▶ **Problem**:
Please give the rows again, everything from the line containing "Return the mask of every instance of the route" down to the line containing "[(94, 148), (100, 148), (100, 144), (96, 144), (93, 145)]", replacing "even-odd rule" with "nonzero winding rule" and leaving all else unchanged.

▶ **Raw data**:

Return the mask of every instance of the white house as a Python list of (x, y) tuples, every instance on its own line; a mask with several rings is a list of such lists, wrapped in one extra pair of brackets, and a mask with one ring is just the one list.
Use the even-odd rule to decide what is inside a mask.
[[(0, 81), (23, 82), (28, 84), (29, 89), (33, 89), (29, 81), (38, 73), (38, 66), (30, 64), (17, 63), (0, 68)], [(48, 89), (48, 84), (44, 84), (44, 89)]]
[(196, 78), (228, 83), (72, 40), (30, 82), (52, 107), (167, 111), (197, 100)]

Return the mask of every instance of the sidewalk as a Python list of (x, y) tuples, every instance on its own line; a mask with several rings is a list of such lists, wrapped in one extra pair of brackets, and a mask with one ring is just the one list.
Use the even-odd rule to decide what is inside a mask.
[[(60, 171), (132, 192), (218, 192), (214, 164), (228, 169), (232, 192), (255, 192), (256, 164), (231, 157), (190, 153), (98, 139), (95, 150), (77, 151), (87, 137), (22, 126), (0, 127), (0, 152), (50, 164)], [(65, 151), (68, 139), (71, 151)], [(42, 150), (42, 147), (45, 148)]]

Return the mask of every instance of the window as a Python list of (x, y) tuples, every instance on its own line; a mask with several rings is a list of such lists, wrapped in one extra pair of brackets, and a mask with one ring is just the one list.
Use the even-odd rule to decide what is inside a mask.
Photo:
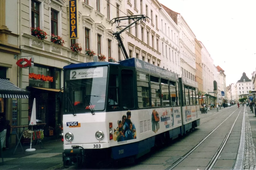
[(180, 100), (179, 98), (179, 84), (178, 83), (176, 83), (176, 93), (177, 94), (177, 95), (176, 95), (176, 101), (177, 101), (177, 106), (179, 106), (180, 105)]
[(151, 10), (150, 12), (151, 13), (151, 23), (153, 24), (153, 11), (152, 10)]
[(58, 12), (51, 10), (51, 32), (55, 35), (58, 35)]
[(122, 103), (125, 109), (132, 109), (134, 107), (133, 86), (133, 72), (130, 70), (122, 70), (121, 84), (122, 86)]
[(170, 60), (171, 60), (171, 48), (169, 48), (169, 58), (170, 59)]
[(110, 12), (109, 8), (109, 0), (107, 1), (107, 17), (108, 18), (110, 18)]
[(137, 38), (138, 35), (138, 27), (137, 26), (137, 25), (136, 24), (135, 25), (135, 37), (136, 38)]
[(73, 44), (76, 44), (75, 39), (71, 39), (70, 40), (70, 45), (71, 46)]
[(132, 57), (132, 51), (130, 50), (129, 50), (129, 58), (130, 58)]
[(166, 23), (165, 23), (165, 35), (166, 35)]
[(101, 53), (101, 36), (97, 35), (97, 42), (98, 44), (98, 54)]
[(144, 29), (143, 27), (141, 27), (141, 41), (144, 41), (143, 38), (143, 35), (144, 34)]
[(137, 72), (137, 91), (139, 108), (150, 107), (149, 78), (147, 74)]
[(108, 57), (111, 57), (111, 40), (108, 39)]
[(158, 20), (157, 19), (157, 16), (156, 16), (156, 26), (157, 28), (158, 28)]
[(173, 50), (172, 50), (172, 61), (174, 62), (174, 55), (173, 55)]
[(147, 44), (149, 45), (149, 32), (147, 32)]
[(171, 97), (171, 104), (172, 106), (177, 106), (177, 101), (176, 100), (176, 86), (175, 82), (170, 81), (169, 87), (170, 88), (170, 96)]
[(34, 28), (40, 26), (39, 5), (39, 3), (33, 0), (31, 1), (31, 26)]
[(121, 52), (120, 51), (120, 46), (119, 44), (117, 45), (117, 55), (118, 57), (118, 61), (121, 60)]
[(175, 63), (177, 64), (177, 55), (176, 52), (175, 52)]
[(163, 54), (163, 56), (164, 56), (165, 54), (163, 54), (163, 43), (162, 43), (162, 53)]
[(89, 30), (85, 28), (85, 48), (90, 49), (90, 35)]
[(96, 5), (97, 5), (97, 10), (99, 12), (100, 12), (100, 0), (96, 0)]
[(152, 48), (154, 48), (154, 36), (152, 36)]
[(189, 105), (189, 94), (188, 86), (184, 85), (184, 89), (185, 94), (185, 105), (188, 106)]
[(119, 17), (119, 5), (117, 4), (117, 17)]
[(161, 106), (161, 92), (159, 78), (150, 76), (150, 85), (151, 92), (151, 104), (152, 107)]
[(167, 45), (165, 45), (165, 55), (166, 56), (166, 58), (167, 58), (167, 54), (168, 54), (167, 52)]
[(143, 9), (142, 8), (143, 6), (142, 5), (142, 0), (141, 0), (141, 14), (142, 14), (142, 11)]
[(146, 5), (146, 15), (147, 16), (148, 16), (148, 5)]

---

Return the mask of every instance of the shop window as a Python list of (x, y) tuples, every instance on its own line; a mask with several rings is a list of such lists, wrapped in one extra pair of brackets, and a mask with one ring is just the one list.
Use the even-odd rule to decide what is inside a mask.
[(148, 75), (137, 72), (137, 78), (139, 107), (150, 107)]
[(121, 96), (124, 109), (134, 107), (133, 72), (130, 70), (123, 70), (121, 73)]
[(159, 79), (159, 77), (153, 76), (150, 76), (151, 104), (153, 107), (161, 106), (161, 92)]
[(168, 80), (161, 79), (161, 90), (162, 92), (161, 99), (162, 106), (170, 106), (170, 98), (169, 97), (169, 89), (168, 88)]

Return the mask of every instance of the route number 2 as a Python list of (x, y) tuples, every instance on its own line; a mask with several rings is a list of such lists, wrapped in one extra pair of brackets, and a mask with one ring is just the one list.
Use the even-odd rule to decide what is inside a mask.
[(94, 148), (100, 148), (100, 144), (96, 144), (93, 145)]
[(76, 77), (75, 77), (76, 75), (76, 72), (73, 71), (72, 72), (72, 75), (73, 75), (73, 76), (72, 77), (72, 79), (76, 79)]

* * *

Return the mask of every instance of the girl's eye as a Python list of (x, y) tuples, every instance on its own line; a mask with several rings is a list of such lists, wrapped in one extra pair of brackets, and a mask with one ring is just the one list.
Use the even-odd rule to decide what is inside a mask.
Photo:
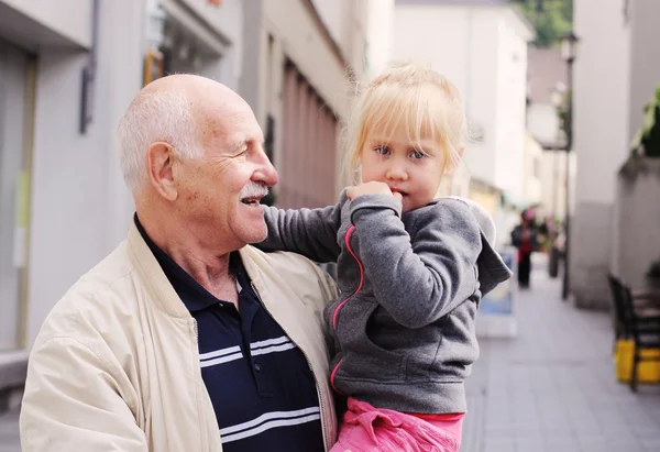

▶ **Answer to this exercise**:
Return the mask of every instance of the route number 2 as a Python list of (x, y) tuples, every instance on its own line; a mask with several rings is a list of such lists, wrapped in one extra pair of brackets, and a mask with one ring is just the one list.
Use the nonzero winding rule to decide what is inside a mask.
[(94, 148), (100, 148), (100, 144), (96, 144), (93, 145)]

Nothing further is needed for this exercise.